Textausschnitt>

Leitsatz
Eine ausländische Kapitalgesellschaft, die nach ihrem rechtlichen Aufbau und ihrer wirtschaftlichen Gestaltung einer inländischen Kapitalgesellschaft entspricht, ist geeignet, eine Personengesellschaft gewerblich i.S.v. § 15 Abs. 3 Nr. 2 Satz 1 EStG zu prägen.
Normenkette
§ 15 Abs. 3 Nr. 2 Satz 1 EStG
Sachverhalt
Der Kläger und Revisionskläger (Kläger) hatte seinen Wohnsitz im Inland. Er war alleiniger Kommanditist von mehreren Gesellschaften, jeweils in der Rechtsform einer nach liechtensteinischem Recht gegründeten KG, mit Sitz in Liechtenstein. Einzige Komplementäre und Geschäftsführer waren jeweils nach liechtensteinischem Recht gegründete Gesellschaften mit beschränkter Haftung (GmbH) mit Sitz in Liechtenstein.
Die KGs hatten Grundbesitz im Inland und übten eine rein vermögensverwaltende Tätigkeit aus. Sie hatten keine Niederlassung im Inland.
Im Dezember 1994 schieden die Komplementäre aus den KGs aus.
Der Kläger übernahm das Gesellschaftsvermögen im Weg der Anwachsung. Das FA war der Ansicht, die Personengesellschaften seien gewerblich geprägt i.S.d. § 15 Abs. 3 Nr. 2 Satz 1 EStG gewesen, sodass das Ausscheiden der Komplementäre zu einer Betriebsaufgabe (§ 16 Abs. 3 EStG) geführt habe. Es erfasste entsprechende Aufgabegewinne.

[Beispiele zur Punktbeschriftung]
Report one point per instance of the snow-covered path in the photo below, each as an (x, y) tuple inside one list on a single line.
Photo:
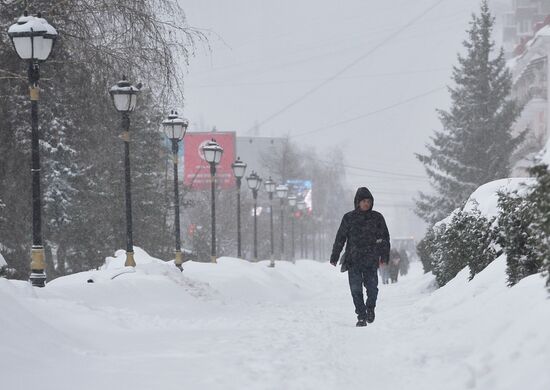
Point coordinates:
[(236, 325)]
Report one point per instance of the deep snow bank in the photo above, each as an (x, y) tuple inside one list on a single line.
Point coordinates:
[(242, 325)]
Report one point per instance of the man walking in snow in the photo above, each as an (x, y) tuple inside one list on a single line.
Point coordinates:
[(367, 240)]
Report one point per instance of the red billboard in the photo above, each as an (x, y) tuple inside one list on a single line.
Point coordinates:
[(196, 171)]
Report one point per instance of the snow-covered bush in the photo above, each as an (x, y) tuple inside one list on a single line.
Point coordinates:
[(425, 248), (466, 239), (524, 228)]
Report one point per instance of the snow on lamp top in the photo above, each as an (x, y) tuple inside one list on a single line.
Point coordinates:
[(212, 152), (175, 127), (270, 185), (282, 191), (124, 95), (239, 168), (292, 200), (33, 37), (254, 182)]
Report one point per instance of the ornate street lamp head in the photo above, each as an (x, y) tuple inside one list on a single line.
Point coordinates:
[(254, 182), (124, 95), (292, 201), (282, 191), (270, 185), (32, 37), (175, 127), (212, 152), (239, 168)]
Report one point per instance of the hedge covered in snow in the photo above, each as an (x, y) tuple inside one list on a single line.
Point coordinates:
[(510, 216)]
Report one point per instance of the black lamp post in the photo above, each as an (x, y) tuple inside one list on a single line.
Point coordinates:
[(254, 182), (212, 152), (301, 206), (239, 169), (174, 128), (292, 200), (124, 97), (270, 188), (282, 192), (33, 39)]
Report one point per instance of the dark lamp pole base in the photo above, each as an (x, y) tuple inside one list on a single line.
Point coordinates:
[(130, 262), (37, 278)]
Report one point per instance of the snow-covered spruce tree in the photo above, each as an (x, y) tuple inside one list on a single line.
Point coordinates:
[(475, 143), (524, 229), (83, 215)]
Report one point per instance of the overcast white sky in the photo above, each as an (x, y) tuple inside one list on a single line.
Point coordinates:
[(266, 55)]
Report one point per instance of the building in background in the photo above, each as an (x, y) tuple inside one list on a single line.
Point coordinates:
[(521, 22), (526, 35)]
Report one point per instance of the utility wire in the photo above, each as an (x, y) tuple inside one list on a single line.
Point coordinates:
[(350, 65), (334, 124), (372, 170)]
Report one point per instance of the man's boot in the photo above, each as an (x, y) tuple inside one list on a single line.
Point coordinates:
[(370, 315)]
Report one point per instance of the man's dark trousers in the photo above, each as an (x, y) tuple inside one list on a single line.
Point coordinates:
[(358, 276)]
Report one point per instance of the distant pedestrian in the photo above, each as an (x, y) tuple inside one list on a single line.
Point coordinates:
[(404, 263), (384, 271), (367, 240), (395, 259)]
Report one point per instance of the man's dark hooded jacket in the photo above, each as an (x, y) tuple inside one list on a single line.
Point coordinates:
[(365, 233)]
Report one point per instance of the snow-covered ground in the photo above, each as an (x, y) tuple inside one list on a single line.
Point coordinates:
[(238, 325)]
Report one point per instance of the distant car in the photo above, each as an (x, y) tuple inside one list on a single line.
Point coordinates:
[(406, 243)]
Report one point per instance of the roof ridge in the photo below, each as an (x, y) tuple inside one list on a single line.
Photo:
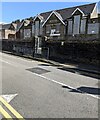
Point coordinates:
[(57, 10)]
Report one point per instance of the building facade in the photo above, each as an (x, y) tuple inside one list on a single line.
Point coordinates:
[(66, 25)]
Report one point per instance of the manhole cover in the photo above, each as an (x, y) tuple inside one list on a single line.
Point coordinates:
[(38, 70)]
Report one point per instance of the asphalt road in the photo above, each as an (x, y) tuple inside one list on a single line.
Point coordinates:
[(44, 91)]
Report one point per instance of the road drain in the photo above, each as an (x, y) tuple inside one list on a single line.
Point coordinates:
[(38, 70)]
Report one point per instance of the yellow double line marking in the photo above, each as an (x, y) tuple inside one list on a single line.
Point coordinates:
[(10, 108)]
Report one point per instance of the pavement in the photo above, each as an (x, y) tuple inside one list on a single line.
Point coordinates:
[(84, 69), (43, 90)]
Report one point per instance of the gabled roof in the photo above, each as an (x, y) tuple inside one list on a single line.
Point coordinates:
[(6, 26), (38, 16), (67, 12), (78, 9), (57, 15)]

---

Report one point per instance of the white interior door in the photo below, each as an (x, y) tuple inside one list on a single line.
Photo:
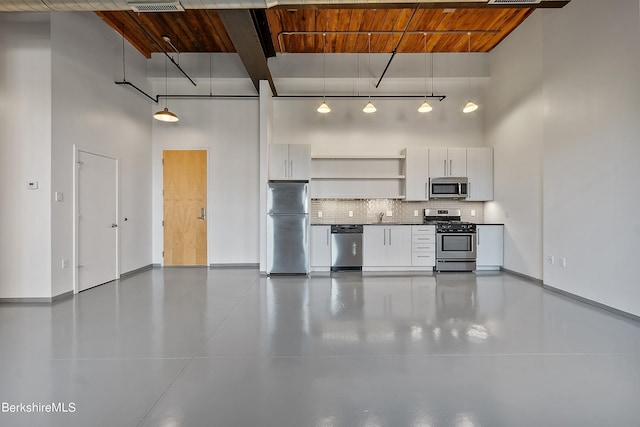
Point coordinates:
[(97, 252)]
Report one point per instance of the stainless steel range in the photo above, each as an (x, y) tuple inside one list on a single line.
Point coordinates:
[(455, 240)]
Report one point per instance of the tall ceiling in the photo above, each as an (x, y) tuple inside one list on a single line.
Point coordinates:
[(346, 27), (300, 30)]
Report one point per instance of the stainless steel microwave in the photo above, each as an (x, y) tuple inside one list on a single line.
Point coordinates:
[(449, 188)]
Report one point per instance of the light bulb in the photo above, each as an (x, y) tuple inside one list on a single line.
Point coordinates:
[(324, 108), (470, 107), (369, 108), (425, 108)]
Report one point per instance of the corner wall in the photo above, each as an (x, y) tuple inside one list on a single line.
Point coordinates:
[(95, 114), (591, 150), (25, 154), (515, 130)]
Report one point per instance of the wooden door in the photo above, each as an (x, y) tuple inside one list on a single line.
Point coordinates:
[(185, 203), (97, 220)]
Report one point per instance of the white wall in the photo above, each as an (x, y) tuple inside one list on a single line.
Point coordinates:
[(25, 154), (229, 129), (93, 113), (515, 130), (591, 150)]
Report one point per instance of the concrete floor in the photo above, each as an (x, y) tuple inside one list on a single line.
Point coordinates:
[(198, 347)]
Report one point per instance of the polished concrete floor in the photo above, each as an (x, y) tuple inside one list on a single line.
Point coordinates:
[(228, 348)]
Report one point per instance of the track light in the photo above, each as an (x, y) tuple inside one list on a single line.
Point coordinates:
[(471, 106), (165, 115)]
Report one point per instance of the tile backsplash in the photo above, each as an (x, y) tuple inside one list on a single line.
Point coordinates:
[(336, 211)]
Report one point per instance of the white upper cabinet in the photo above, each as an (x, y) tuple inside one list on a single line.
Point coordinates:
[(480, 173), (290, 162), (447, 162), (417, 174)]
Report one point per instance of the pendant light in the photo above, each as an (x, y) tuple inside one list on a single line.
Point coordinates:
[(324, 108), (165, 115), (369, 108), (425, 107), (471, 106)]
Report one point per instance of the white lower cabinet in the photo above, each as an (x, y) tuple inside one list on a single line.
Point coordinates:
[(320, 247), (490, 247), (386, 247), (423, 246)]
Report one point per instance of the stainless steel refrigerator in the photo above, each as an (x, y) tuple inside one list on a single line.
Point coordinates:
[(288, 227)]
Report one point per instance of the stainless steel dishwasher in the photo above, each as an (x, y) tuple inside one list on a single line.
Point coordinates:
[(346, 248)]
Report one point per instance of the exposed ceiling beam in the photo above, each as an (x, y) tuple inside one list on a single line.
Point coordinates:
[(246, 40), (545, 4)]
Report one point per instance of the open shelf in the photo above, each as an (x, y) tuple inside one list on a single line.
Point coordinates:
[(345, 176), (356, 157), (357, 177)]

Aufgaben>
1. Wann schieden die Komplementäre laut dem Textausschnitt aus den KGs aus?
2. Nennen Sie sämtliche Zwischenüberschriften, die der Textausschnitt enthält.
Die Zeilen haben mit dem Textausschnitt nichts zu tun.

Lösungen>
1. Im Dezember 1994.

2. Leitsatz, Normenkette, Sachverhalt